▼
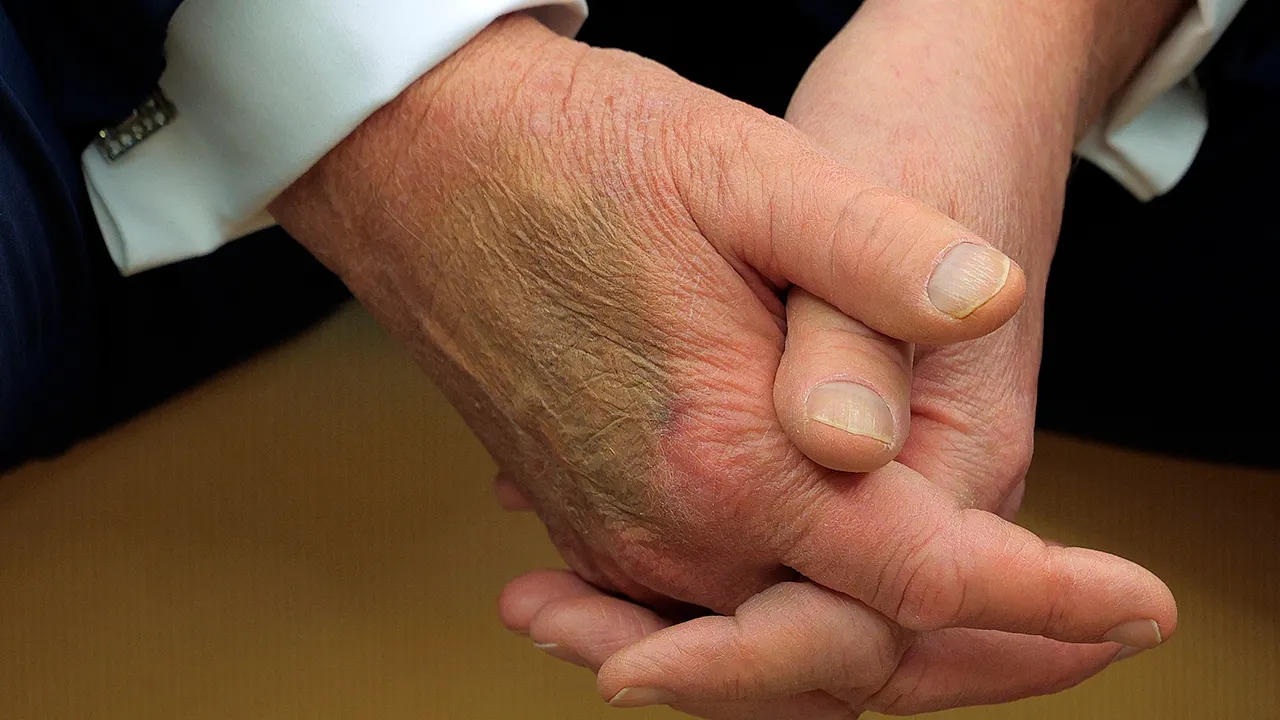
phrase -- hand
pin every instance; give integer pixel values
(972, 410)
(585, 250)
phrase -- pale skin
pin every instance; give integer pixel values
(997, 168)
(589, 268)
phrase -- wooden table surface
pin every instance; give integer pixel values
(312, 536)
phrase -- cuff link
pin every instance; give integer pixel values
(154, 114)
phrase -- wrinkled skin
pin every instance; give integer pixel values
(589, 265)
(972, 419)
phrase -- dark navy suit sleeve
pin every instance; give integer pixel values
(82, 347)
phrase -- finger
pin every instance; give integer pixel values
(952, 566)
(508, 495)
(960, 668)
(842, 391)
(791, 638)
(577, 623)
(805, 636)
(799, 217)
(528, 595)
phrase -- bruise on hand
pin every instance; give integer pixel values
(531, 305)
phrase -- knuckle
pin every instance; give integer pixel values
(923, 588)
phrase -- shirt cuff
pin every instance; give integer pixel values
(1148, 140)
(261, 90)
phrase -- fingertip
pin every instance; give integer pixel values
(973, 290)
(528, 595)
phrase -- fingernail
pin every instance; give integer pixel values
(1127, 652)
(1142, 634)
(851, 408)
(640, 697)
(560, 654)
(967, 278)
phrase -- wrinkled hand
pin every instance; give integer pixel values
(799, 650)
(585, 251)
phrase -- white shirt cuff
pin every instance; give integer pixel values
(263, 90)
(1148, 140)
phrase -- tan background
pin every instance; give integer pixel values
(312, 536)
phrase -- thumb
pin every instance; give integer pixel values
(796, 215)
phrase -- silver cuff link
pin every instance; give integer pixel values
(147, 119)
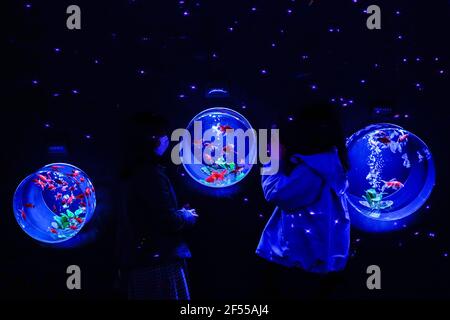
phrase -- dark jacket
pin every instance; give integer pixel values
(156, 223)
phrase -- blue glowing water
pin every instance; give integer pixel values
(53, 204)
(215, 169)
(392, 172)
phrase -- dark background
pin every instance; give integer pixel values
(75, 88)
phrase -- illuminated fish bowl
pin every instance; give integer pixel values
(222, 148)
(53, 204)
(392, 172)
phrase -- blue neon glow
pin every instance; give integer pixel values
(220, 173)
(53, 204)
(392, 175)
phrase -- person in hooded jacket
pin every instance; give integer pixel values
(310, 227)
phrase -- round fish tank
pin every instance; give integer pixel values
(392, 172)
(222, 149)
(54, 203)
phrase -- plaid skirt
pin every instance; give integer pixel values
(164, 281)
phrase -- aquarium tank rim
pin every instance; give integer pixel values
(26, 180)
(246, 122)
(376, 125)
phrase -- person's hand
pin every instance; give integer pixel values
(190, 215)
(193, 212)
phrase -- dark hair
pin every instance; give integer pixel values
(140, 137)
(315, 128)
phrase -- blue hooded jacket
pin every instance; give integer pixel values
(310, 227)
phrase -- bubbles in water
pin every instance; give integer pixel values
(53, 204)
(392, 172)
(217, 156)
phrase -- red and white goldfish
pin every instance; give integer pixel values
(392, 184)
(39, 183)
(229, 148)
(43, 178)
(384, 140)
(224, 128)
(237, 169)
(22, 214)
(216, 176)
(75, 173)
(80, 196)
(403, 138)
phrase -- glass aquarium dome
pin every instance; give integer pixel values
(53, 204)
(218, 159)
(392, 172)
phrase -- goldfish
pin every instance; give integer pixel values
(80, 196)
(67, 200)
(406, 162)
(224, 128)
(228, 148)
(393, 183)
(43, 178)
(39, 183)
(216, 176)
(208, 158)
(22, 214)
(75, 173)
(403, 138)
(237, 169)
(70, 199)
(198, 142)
(420, 157)
(384, 140)
(58, 181)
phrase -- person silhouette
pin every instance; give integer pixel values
(156, 261)
(310, 227)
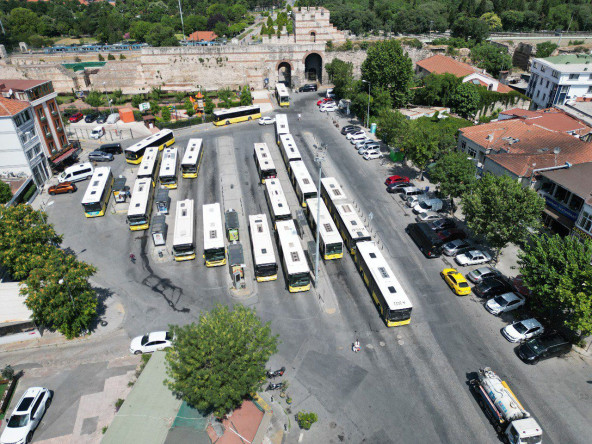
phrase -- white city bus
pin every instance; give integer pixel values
(276, 200)
(302, 181)
(97, 194)
(296, 269)
(168, 168)
(264, 162)
(281, 126)
(214, 250)
(330, 245)
(192, 158)
(184, 240)
(386, 291)
(140, 209)
(262, 246)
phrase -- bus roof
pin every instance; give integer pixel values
(291, 247)
(97, 184)
(213, 233)
(385, 279)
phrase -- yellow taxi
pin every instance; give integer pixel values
(456, 281)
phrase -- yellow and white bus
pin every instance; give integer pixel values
(264, 162)
(140, 209)
(386, 291)
(214, 249)
(134, 153)
(192, 158)
(330, 245)
(302, 181)
(97, 194)
(168, 168)
(276, 201)
(282, 95)
(296, 269)
(237, 114)
(184, 240)
(262, 246)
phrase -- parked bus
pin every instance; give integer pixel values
(168, 168)
(276, 200)
(303, 183)
(184, 240)
(97, 194)
(149, 166)
(192, 158)
(386, 291)
(237, 114)
(281, 126)
(262, 246)
(265, 166)
(296, 269)
(134, 153)
(330, 243)
(282, 95)
(140, 209)
(214, 250)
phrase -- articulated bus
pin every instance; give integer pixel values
(262, 246)
(134, 153)
(140, 209)
(296, 269)
(237, 114)
(168, 168)
(330, 245)
(149, 166)
(192, 158)
(97, 194)
(386, 291)
(214, 250)
(183, 240)
(282, 95)
(289, 150)
(281, 126)
(276, 200)
(264, 162)
(303, 183)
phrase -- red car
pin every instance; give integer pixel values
(76, 117)
(396, 179)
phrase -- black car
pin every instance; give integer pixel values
(544, 347)
(492, 287)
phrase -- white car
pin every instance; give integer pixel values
(504, 303)
(522, 330)
(473, 257)
(151, 342)
(266, 121)
(26, 416)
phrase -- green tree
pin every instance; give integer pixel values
(388, 67)
(59, 295)
(502, 210)
(558, 273)
(215, 363)
(26, 240)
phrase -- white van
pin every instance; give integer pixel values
(75, 173)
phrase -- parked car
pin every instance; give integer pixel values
(77, 117)
(100, 156)
(503, 303)
(61, 188)
(151, 342)
(26, 416)
(456, 281)
(544, 347)
(523, 330)
(478, 275)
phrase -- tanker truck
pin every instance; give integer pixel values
(511, 420)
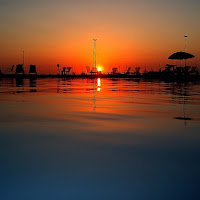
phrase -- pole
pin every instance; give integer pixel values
(185, 46)
(185, 42)
(23, 58)
(94, 64)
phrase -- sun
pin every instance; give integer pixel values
(99, 69)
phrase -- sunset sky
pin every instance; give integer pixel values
(129, 32)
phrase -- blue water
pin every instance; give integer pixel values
(99, 139)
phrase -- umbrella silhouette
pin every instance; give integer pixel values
(181, 56)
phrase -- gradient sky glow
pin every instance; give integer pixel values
(129, 32)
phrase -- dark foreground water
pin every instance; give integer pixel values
(99, 139)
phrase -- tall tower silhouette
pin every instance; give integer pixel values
(94, 56)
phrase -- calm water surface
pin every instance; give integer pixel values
(99, 139)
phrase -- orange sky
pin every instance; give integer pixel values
(129, 33)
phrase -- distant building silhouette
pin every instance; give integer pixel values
(19, 69)
(32, 70)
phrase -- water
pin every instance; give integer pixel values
(99, 139)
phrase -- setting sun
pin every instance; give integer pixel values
(99, 69)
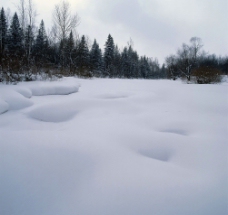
▲
● **TASK REQUIREMENTS**: Please tally the lines of the listing above that contain the string "goldfish", with case counting, and give only the number.

● **RESULT FOR THIS EXERCISE**: 2